======== Source material ========

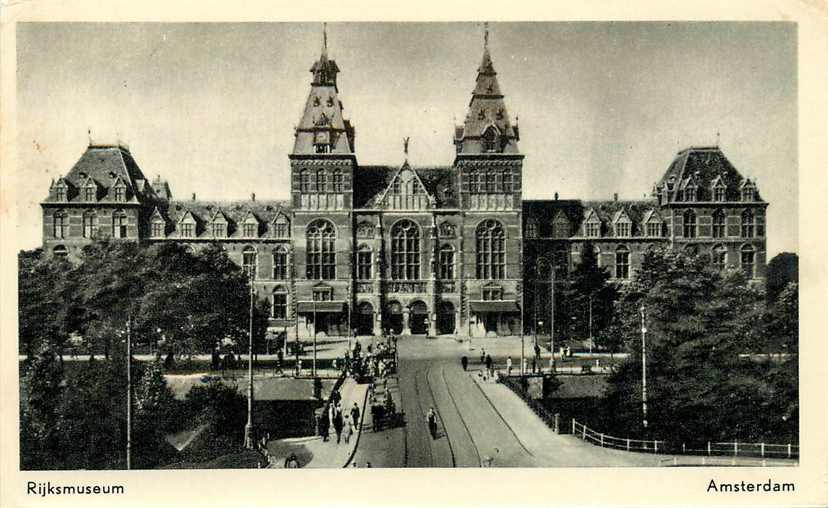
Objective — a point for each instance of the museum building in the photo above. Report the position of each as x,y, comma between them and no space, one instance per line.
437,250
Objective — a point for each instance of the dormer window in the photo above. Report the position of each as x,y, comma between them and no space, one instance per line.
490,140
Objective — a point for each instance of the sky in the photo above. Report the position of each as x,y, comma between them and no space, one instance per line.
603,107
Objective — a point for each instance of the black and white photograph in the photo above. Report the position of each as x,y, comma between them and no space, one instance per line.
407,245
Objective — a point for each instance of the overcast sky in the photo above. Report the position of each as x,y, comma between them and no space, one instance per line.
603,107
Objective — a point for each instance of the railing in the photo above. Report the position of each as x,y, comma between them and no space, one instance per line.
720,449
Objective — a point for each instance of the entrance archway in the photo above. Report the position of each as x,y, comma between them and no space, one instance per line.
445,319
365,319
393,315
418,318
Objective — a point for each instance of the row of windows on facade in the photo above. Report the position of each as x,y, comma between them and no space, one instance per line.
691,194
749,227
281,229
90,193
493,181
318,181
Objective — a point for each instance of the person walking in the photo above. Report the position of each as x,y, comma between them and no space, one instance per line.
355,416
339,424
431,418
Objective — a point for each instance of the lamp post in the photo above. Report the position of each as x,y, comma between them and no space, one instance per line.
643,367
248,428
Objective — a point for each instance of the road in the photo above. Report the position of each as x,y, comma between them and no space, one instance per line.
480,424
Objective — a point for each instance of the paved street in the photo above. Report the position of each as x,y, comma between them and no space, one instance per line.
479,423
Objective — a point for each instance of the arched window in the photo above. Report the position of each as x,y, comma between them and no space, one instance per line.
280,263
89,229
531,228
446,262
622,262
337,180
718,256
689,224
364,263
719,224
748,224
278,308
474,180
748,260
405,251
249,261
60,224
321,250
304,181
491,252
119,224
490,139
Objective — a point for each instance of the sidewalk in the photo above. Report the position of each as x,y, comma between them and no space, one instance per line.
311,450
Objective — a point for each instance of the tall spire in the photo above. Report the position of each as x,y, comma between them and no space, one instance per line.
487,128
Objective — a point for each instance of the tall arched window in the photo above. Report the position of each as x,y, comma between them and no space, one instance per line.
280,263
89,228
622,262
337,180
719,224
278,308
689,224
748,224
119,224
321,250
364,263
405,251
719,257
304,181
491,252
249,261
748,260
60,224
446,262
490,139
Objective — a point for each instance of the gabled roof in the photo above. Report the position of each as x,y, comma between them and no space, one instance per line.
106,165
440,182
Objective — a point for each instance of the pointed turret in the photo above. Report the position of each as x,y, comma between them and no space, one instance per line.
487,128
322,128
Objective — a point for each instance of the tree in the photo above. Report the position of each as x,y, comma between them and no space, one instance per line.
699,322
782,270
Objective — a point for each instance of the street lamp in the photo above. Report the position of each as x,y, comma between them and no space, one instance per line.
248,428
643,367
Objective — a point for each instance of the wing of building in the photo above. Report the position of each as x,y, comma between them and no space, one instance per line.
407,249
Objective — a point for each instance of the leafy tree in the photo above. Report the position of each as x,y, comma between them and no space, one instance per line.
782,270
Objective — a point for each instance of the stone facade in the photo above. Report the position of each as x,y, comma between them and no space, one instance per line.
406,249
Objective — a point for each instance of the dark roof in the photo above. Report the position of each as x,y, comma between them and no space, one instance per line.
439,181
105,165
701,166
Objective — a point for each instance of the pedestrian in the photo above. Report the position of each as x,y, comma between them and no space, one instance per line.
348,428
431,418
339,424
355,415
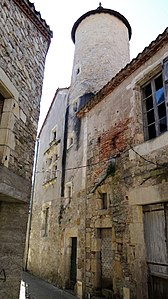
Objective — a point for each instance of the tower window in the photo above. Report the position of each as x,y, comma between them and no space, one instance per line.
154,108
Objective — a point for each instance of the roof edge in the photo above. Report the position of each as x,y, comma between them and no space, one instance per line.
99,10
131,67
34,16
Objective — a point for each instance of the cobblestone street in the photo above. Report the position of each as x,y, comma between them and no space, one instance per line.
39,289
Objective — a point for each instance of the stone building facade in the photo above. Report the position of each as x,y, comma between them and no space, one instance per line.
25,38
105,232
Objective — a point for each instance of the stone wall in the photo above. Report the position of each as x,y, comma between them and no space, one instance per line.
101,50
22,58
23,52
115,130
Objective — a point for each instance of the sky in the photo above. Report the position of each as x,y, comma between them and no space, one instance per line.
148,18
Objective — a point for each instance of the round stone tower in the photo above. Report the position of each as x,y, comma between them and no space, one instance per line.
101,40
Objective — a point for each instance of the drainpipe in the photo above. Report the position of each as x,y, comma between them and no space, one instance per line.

========

When the line containing "Objective — a point for each instance of the roof" is reached, return it and every later line through the end of the listing above, unaltered and alone.

**Result of the exercise:**
Objective — a point for each instance of the roof edge in the photo above. Report the position of each as x,y, comma between them and no space, one instance per line.
99,10
131,67
34,16
Objective — a point for each instance of the cobblestone street in the photo above. Report the position of each as x,y, comma between them and no space, one instance per line.
39,289
Objective — a point for each instance of the stone building facade in the photo above. Report the position of each as x,y, comma between them and no space, one instance per line.
25,38
105,232
Objective — a point for each instance of the stone wall in the photo above. Report the position of each as x,y, comma between them and no space, one instance per line.
101,50
22,58
23,52
115,130
Objective — a point for each instance of the sky in the photo above. Report the position of each as x,y, comma between them and no space, one instance per line.
148,18
Objective — a point for each instance of the round stone tower in the photo above. Report the position of each as x,y, comma between them and no space, one instance per line.
101,40
Objective — a point for each instance of the drainpipe in the photo above. Report the position of each as x,y, comma between them and no space, one instance per line.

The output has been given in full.